Órfãos da vacina

Os resultados de tamanha inaptidão e incompetência não poderiam ser mais graves: centenas de mortes, não só dentro e às portas dos hospitais, mas também no interior das famílias.

Por Alfredo J. Gonçalves

Impossível não amargar um sentimento de abandono, impotência e orfandade diante do atual processo de vacinação contra a Covid-19. No Brasil, em maior ou menor grau, e de acordo com os estados e municípios, o trabalho segue a passos de tartaruga. Não pela negligência ou falta de preparo dos profissionais de saúde, acrescente-se logo, mas simplesmente pelo reduzido número de vacinas. No geral, sequer chegamos ainda a atingir 5% de toda população e, de entre os mais idosos, nem alcançamos a faixa retroativa dos 80 anos.

Foto: Vanessa Fernandes/G1 RR

Foto: Vanessa Fernandes/G1 RR

O fato é que os erros grosseiros e repetitivos de um negacionismo ativo – tanto no sentido de menosprezar a gravidade da pandemia e na desqualificação da imunização, quanto na demora em providenciar com a devida antecedência um número suficiente de doses junto aos diversos laboratórios – esses erros negacionistas cobram seu preço. E, uma vez mais, quem paga a conta é o conjunto da população. Ansioso e na esperança de atravessar o quanto antes o túnel escuro de quarentena e isolamento social, confiante nas potencialidades da ciência, o cidadão acaba tropeçando agora com os resultados tíbios e pífios de uma vacinação que deve se estender por vários meses, devido ao desgoverno das autoridades (i)responsáveis.

Desgoverno que, por outro lado, notória e reconhecidamente, começa já com o desembarque do coronavírus em território nacional, nos primeiros meses de 2020. Desde o início, com efeito, a pandemia foi classificada como uma simples “gripezinha” que afeta somente os mais “frágeis”, poupando os “atletas”. Ao mesmo tempo, as medidas de prevenção contra o contágio – uso de máscaras, quarentena e cuidados redobrados com a higiene – tudo isso era coisa de “maricas”. Como consequência dessa atitude, a bem dizer copiada dos Estados Unidos de Donald Trump, o Brasil figura em segundo lugar no trágico ranking de mortes, logo atrás de seu idolatrado norte-americano, caminhando a passos largos para a casa das 250 mil vítimas fatais.

# Dados de entrada:
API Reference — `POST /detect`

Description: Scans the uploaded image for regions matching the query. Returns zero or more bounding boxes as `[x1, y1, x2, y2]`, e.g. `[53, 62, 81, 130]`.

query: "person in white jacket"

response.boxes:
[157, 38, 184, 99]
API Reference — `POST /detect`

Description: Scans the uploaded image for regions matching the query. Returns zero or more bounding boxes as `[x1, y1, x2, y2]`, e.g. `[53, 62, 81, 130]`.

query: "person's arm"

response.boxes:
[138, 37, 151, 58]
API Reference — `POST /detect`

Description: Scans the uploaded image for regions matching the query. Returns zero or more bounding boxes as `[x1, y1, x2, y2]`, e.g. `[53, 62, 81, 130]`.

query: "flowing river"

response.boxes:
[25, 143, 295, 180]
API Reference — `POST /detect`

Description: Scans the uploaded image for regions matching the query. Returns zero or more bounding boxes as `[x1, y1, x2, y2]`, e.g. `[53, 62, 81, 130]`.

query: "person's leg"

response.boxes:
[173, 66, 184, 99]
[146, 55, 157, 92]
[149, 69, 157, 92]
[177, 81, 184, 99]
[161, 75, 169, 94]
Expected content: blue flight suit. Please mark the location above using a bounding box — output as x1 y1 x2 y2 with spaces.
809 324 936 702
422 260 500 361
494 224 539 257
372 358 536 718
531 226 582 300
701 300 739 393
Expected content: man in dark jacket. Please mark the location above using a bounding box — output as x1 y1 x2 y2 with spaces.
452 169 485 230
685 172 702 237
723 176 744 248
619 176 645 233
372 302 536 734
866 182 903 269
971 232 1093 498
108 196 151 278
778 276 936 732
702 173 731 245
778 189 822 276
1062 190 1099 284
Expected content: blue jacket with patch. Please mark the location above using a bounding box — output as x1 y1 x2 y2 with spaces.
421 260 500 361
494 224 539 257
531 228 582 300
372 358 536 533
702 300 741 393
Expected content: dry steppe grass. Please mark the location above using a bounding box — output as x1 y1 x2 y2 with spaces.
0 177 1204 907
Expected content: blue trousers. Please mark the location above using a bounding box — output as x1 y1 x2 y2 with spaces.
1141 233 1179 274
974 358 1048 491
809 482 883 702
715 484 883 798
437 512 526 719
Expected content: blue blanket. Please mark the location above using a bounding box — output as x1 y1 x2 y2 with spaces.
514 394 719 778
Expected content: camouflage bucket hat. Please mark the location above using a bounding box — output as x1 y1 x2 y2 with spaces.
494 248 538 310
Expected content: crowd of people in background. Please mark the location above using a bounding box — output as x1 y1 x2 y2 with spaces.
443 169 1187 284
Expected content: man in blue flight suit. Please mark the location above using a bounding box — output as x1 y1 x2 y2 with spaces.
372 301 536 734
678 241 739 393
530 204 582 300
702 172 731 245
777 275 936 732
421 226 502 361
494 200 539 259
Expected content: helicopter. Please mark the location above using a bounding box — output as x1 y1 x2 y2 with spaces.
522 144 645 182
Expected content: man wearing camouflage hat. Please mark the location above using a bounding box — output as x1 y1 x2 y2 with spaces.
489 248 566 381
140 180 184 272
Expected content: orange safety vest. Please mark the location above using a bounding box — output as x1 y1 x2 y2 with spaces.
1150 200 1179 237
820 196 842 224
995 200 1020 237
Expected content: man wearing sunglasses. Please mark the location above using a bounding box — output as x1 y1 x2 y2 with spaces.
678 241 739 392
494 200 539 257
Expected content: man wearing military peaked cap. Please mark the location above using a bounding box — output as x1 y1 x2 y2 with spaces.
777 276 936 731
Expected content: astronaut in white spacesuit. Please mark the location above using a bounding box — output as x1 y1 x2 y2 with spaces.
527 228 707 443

# Tarefas:
(A) Indique se cada afirmação concorda com o trecho sobre a vacinação contra a Covid-19, respondendo sim ou não e citando literalmente as palavras decisivas: (i) a lentidão da vacinação decorre da falta de preparo dos profissionais de saúde; (ii) a vacinação ainda não alcançou 5% da população; (iii) o Brasil ocupa o primeiro lugar no ranking de mortes.
(B) Conforme o trecho sobre a vacinação contra a Covid-19, em que período o coronavírus desembarcou em território nacional?
(C) Retome o trecho sobre a vacinação contra a Covid-19 a partir do ponto em que ele termina.
Os dados constituem material à parte, distinto do trecho de origem.

# Respostas em ordem:
(A)
(i) Não: “Não pela negligência ou falta de preparo dos profissionais de saúde, acrescente-se logo, mas simplesmente pelo reduzido número de vacinas.”
(ii) Sim: “No geral, sequer chegamos ainda a atingir 5% de toda população”.
(iii) Não: “o Brasil figura em segundo lugar no trágico ranking de mortes”.

(B) Nos primeiros meses de 2020.

(C)
O cenário inusitado e macabro de Manaus, capital do Amazonas, entre outras cidades e estados da região norte, revelam outra face desse desgoverno. No vórtice sem precedentes de uma crise sanitária mundial, o Ministério da Saúde deixou de ser dirigido por especialistas da área, para ser entregue a um general do exército, supostamente formado em logística. E foi precisamente desde o ponto de vista da logística que Eduardo Pazuello, em visita a Manaus, sequer foi capaz de prever a iminente necessidade do abastecimento de oxigênio, elemento indispensável para quem, devido às complicações da Covid-19, sofre de insuficiência respiratória aguda grave. Ao contrário, a mando do capitão, o general centrou sua missão “militar/sanitária/logística” na receita de cloroquina, não recomendada pelos médicos mais renomados.

Os resultados de tamanha inaptidão e incompetência não poderiam ser mais graves: centenas de mortes, não só dentro e às portas dos hospitais, mas também no interior das famílias. O índice de letalidade superou todas as expectativas. Alguns, mais afortunados conseguiram transferência para unidades de saúde de outras capitais do país. Pelas ruas de uma Manaus que parecia ter emergido de um filme de terror, os familiares, parentes e amigos, com a solidariedade cidadã, disputavam febrilmente os cilindros de oxigênio.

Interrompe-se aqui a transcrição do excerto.